Written task: Reproduce the data from the beginning through the line that contains "[179,183,274,317]", substituting "door" for "window" and leaving everything else unchanged.

Material provided:

━━━━━━━━━━━━━━━━━━━━

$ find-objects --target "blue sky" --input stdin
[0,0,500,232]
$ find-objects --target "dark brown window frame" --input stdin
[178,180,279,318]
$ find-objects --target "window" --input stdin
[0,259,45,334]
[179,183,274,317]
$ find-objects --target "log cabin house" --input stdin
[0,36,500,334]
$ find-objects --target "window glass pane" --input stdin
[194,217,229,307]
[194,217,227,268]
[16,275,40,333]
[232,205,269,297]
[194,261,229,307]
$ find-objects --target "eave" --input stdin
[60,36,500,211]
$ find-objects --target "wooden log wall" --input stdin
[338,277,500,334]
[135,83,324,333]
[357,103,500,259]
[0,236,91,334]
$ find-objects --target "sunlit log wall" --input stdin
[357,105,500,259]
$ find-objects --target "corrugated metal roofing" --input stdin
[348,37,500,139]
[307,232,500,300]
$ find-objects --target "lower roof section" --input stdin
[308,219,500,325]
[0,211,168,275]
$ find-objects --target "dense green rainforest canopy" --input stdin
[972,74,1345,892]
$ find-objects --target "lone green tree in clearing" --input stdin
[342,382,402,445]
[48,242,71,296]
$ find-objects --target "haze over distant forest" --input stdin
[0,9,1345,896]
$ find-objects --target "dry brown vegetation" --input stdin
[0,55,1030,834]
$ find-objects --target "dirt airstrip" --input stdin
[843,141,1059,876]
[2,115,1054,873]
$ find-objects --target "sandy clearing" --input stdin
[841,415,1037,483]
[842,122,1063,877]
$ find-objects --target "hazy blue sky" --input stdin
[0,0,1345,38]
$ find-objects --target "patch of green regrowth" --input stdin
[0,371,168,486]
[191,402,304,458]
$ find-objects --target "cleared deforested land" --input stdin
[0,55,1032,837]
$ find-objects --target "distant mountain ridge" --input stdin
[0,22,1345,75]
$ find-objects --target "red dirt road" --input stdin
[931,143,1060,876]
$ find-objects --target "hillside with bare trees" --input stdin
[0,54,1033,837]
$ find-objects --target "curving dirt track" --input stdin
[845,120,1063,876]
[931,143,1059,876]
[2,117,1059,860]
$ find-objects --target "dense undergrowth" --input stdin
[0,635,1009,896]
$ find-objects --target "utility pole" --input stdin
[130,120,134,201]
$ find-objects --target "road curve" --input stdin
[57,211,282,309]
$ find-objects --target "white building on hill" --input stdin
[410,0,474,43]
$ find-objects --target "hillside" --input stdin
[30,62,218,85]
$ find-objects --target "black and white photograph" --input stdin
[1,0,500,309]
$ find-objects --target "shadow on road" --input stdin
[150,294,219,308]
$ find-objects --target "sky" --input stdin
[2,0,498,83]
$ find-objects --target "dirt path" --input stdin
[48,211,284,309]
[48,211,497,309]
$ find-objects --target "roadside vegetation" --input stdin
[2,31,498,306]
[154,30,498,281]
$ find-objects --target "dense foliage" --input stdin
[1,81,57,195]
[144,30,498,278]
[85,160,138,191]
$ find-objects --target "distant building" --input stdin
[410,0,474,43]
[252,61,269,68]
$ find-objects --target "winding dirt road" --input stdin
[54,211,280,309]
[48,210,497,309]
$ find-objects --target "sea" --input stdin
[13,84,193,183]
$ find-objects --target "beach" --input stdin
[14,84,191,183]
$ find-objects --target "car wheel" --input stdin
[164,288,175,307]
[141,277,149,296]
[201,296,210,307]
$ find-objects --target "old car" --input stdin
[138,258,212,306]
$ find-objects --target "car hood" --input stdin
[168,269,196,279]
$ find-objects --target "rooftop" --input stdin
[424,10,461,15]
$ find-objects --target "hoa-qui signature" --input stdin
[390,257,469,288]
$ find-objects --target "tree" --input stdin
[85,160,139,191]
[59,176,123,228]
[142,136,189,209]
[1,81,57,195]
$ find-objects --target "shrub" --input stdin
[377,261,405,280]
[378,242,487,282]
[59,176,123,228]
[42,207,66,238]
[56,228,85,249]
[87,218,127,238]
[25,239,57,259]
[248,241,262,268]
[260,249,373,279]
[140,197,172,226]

━━━━━━━━━━━━━━━━━━━━

Finished answer:
$ find-objects --target "blue sky" --input stdin
[0,0,500,232]
$ find-objects --target "dark brown door frame" --input stdin
[178,180,279,318]
$ find-objects --target "door" --input stdin
[0,259,45,334]
[179,183,274,317]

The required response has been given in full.